> [Compito assegnato A]
Puoi riproporre il tratto del brano sul dialogo ebraico-cristiano che parte dalle parole "È difficile in" e si chiude dopo "dei rapporti ebraico-cristiani.", cambiando "denso lavoro" in "ampio lavoro"?
> [Compito assegnato B]
Puoi proseguire il brano sul dialogo ebraico-cristiano dal punto in cui si ferma?

> [Brano di testo]
Icone positive e modelli negativi che hanno costruito la relazione tra le due religioni. Un saggio di Massimo Giuliani

È difficile in poche righe presentare anche solo per sommi capi Il conflitto teologico. Ebrei e cristiani (Morcelliana, Brescia 2021) denso lavoro del filosofo Massimo Giuliani, studioso di pensiero ebraico e protagonista da più di due decenni del dialogo ebraico-cristiano nel nostro paese e non solo, e tuttavia cercherò di percorrerlo almeno nelle sue linee di fondo, data l’importanza che mi pare possa avere nell’attuale stato interpretativo pubblico dei rapporti ebraico-cristiani.

Benché il libro si presenti apparentemente come un saggio, ha la densità e l’andamento di un vero e proprio trattato, e richiede al lettore una concentrazione e forse anche una precomprensione notevoli, che sfuggono al genere letterario “Introduzione a”. Il primo dei quattro densi capitoli, dal titolo “Excursus. Un corpo a corpo ad armi impari” è segnato da un’atmosfera drammatica e pessimistica circa la possibilità di venire in chiaro della posta in gioco del dialogo tra due religioni in qualche modo parallele, o figlie dello stesso grembo (ma già quest’ultima affermazione è parte del tema di cui si parla, essendo alquanto problematica) dialogo che però nacque e durò per moltissimo tempo come conflitto a partire da un evento storico, che l’autore così descrive: «Il tempio e la sua distruzione: ecco il singolo evento storico che sta al centro del più antico conflitto di interpretazioni della cultura occidentale e che funge da catalizzatore tra il nascente giudaismo e il nascente cristianesimo, nel senso che la caduta del tempio si offrì – e ancora si offre – a uno spettro di spiegazioni storiche e religiose che, da solo, mette in moto diverse auto-rappresentazioni di senso contenenti nuovi nuclei teologici attorno ai quali si svilupparono i giudaismi post-70, ovvero dopo quella distruzione» (p. 8).

> [Contenuto del dataset]
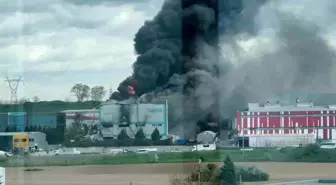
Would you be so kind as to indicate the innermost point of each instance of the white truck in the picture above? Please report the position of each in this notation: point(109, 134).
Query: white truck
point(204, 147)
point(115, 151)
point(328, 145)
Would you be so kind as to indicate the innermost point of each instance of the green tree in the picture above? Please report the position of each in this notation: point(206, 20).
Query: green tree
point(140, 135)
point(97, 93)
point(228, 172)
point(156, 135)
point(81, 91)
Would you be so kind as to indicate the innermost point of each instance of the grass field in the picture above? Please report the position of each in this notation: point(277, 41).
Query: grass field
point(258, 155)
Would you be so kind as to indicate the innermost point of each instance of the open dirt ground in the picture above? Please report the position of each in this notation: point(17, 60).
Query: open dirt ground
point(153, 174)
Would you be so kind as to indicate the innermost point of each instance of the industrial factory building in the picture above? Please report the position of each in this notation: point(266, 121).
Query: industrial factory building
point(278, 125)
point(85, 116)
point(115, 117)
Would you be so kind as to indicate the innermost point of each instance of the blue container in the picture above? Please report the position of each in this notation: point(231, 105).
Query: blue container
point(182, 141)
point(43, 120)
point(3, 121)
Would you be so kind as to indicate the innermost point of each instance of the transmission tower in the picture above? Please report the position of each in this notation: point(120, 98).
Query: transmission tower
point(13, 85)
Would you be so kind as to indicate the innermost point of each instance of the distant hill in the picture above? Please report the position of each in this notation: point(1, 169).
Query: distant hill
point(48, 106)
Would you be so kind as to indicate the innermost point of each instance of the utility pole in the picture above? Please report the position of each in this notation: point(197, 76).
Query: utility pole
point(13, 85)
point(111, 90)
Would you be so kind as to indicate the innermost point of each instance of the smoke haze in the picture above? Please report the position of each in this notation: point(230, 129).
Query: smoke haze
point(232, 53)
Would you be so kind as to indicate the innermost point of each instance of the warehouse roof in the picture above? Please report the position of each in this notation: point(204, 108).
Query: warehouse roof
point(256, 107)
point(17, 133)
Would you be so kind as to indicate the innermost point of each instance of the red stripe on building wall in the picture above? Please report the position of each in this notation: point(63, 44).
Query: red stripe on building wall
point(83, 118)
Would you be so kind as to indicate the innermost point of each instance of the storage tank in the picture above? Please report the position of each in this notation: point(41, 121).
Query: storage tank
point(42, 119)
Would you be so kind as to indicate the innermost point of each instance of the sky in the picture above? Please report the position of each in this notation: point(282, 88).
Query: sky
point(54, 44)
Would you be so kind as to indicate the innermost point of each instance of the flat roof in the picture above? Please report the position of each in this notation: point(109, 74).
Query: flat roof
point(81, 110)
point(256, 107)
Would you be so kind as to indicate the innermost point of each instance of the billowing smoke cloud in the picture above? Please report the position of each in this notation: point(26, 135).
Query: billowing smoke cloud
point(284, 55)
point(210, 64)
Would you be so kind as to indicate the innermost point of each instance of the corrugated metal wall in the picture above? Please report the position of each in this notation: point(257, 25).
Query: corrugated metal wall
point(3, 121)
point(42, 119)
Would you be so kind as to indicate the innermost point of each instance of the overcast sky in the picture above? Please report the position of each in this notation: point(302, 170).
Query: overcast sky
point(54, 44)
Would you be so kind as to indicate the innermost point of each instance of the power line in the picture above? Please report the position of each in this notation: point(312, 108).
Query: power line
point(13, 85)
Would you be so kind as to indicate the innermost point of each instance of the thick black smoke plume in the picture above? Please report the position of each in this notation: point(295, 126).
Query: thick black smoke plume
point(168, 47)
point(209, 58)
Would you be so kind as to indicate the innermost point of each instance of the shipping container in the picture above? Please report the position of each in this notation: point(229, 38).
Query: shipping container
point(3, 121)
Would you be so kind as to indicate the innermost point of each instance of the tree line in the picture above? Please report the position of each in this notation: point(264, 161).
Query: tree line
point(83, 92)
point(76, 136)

> [Risposta A]
È difficile in poche righe presentare anche solo per sommi capi Il conflitto teologico. Ebrei e cristiani (Morcelliana, Brescia 2021) ampio lavoro del filosofo Massimo Giuliani, studioso di pensiero ebraico e protagonista da più di due decenni del dialogo ebraico-cristiano nel nostro paese e non solo, e tuttavia cercherò di percorrerlo almeno nelle sue linee di fondo, data l’importanza che mi pare possa avere nell’attuale stato interpretativo pubblico dei rapporti ebraico-cristiani.

> [Risposta B]
Tutto sarebbe molto più semplice se si trattasse di due religioni parallele sì – almeno da un certo tempo in poi –, ma anche diverse, come dice lo studioso e rabbino Jacob Neusner (Ebrei e cristiani, un mito di una tradizione comune, San Paolo, 2009): «Ebraismo e cristianesimo sono due religioni completamente diverse, non differenti versioni di una religione (quella dell’“Antico testamento” o della “Torah scritta”, come la chiamano gli ebrei). Le due fedi rappresentano gente diversa che parla di cose diverse a gente diversa» (Ivi, p. 11).

Giuliani però non sembra condividere questa impostazione, anche se ammette che il giudizio da parte dei maestri rabbinici di ‘avodà zarà – culto estraneo, idolatrico, «non tanto e non solo per la sua dottrina trinitaria, quanto soprattutto per quella dell’Incarnazione» (Schwarzschild) – fu in larga misura prevalente, sia pure con diverse sfumature, e talora con rare eccezioni volte a valorizzare in certo grado il cristianesimo nel suo valore morale e civilizzatore, come nel caso del rabbino Meiri (1249–1306): «In quanto i cristiani, a cui viene richiesto di conformarsi ai fondamentali statuti morali costituenti la civiltà, adorano l’unico creatore del cielo e della terra»; p. 58); Sfumature e ambivalenze, da parte ebraica, che si rivelarono almeno fino all’epoca dell’haskalà (illuminismo ebraico), nella figura emblematica del suo maggiore esponente Moses Mendelssohn, il quale da una parte privatamente stimava la figura di Gesù, dall’altra pubblicamente mantenne la propria appartenenza ebraica – a differenza di molti suoi colleghi berlinesi – «rilanciando il concetto di legge naturale […] e insistendo sulla necessità della tolleranza religiosa riproponendo nozioni rabbiniche come le leggi morali che già i patriarchi biblici osservavano e l’esistenza dei giusti delle Nazioni ».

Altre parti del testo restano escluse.